### Supplied entries
--
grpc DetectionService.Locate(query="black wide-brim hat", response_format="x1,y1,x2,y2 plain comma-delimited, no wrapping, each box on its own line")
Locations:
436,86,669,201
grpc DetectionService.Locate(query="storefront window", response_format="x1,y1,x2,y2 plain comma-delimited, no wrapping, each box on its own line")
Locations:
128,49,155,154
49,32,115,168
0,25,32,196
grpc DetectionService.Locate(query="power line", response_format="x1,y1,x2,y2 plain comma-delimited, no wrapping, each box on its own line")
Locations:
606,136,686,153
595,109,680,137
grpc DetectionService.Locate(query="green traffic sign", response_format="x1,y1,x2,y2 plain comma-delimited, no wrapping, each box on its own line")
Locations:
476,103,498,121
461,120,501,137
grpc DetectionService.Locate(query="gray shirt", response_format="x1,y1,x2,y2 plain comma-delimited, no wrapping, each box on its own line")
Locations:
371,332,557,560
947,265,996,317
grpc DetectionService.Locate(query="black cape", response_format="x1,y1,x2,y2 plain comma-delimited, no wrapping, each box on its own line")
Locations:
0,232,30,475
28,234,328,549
--
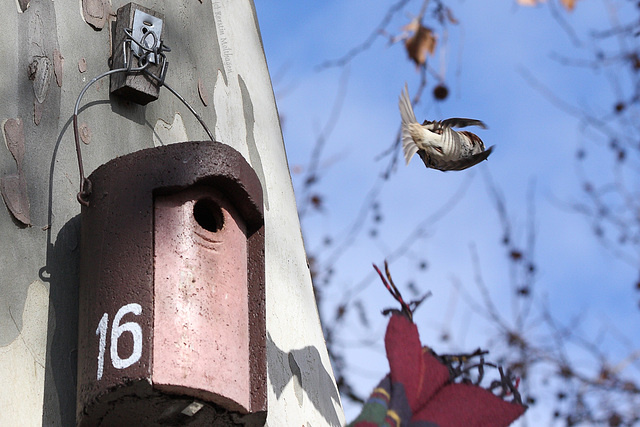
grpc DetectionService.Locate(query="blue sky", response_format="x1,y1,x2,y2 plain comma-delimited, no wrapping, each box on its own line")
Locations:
--
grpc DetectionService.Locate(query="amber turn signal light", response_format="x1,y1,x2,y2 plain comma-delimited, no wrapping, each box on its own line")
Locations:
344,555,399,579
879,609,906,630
--
### What is needed
Those lines of the records that contain the string "black" should be identified and copied.

### Exercise result
grpc DetectionService.Locate(query="black wide-brim hat", response_format="x1,y1,x2,y2 plain comma-delimited, no wrapping, each box on its own line")
grpc DetectionService.Locate(query="black cape", response_format="x1,y1,x2,y2 plain comma-delimited, no wrapping, each box on its own line")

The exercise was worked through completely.